◆ **DATA SUPPLIED**:
**********

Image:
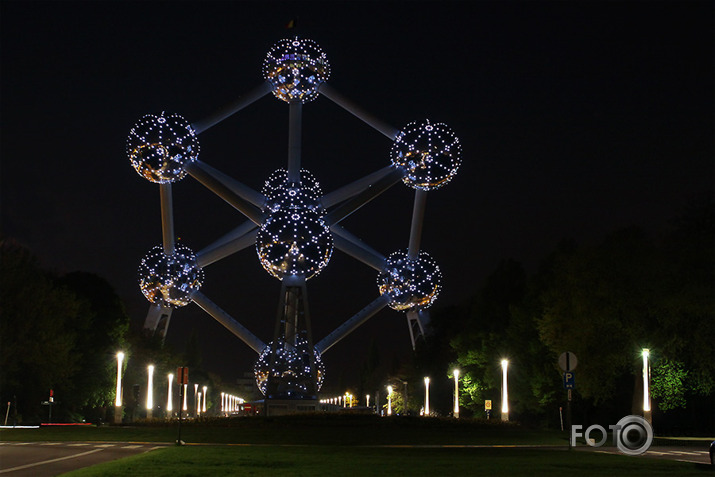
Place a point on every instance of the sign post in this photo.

**********

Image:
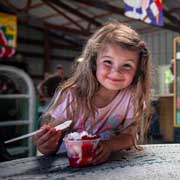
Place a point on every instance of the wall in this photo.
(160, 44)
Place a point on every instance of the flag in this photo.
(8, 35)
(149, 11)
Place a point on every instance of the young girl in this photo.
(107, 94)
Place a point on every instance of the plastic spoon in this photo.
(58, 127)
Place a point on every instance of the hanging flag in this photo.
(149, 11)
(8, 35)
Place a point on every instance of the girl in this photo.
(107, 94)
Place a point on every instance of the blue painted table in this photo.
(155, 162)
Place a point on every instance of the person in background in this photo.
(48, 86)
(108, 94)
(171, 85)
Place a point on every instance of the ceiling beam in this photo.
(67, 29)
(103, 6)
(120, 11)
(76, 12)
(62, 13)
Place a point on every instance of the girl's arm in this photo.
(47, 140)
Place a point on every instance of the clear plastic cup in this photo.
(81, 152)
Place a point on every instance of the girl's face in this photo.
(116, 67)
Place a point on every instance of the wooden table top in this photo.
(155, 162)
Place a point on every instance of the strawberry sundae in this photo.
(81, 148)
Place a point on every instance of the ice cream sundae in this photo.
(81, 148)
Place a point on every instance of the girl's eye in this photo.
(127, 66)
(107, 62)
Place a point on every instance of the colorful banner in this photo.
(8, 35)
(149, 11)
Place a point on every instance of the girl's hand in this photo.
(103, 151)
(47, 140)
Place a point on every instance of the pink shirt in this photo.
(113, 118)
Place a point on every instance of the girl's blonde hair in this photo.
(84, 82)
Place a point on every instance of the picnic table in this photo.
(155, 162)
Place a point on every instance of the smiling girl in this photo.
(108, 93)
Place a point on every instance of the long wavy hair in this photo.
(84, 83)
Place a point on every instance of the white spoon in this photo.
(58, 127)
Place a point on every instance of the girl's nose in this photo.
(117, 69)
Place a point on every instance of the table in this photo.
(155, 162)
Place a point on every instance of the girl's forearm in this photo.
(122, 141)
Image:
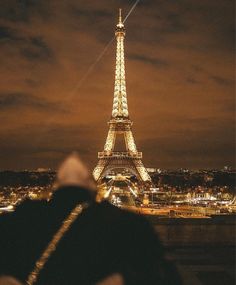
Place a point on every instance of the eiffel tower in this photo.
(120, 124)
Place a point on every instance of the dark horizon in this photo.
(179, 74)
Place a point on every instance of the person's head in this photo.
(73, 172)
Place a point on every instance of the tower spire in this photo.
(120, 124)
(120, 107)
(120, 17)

**********

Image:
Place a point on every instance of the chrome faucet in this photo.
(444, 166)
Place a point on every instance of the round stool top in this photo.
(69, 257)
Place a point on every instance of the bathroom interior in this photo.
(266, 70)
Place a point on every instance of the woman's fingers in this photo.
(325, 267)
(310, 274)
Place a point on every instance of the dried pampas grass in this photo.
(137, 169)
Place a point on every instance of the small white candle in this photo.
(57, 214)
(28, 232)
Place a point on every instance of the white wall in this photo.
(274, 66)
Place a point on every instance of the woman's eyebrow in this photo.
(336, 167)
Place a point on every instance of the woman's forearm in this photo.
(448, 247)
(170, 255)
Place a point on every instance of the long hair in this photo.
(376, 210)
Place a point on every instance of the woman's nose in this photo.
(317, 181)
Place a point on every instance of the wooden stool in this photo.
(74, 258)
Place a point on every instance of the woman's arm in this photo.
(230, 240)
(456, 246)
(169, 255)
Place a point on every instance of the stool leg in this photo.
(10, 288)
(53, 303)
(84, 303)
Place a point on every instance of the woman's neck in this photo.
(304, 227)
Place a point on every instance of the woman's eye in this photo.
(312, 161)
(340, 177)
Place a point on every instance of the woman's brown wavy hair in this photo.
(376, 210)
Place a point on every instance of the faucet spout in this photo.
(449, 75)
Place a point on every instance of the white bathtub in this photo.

**********

◆ **WHAT YOU WILL DO**: Please give back exactly the lines of this listing beginning at the line with "Place a point on every instance of the bathroom" and ending with the line with "Place a point on every instance of the white bathtub", both included, and nothing else.

◆ **RESPONSE TO THE EXERCISE**:
Place a point on every instance of the bathroom interior in this photo.
(266, 70)
Place a point on every instance of the woman's fingers in this photo.
(325, 267)
(310, 274)
Place a point on every instance of the dried pampas grass in this photo.
(137, 169)
Place a point on every instance of the small white candle in this photo.
(57, 214)
(28, 232)
Place a point on every instance of the white wall in this photo.
(274, 66)
Place a point on every instance of the woman's eyebrow in this photo.
(336, 167)
Place a point on every instance of the woman's forearm in this photo.
(448, 247)
(170, 255)
Place a point on every instance of the long hair in this photo.
(376, 210)
Place a point on every instance of the woman's nose in this photo.
(317, 181)
Place a point on every instance of the wooden stool in this photo.
(74, 258)
Place a point on every instance of the woman's arm in this photo.
(230, 240)
(456, 246)
(169, 255)
Place a point on every instance of the stool leg in this photo.
(10, 288)
(53, 303)
(84, 303)
Place a point on every instance of the woman's neck in this photo.
(304, 227)
Place a point on every instance of the woman's eye in this photo.
(312, 161)
(340, 177)
Place a point on every instance of the woman's brown wavy hair in this photo.
(376, 210)
Place a point on every instance of the faucet spout in this photo.
(449, 75)
Place a point on every instance of the white bathtub in this photo.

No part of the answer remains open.